SHORT PROBLEM: Format each line of the listing below as a row of a Markdown table, omitting any blank lines. Use two columns: "Row" for the row number and "Line" for the line.
--- START OF GIVEN RECORDS ---
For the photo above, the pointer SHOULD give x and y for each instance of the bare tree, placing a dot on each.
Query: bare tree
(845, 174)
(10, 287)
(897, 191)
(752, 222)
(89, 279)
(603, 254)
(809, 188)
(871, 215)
--- END OF GIVEN RECORDS ---
THE RESPONSE:
| Row | Line |
|---|---|
| 1 | For the photo above, the pointer SHOULD give x and y for each instance of the bare tree, placing a dot on each. |
| 2 | Query: bare tree |
| 3 | (845, 174) |
| 4 | (10, 287) |
| 5 | (897, 191) |
| 6 | (752, 222) |
| 7 | (89, 279) |
| 8 | (603, 254) |
| 9 | (809, 188) |
| 10 | (871, 215) |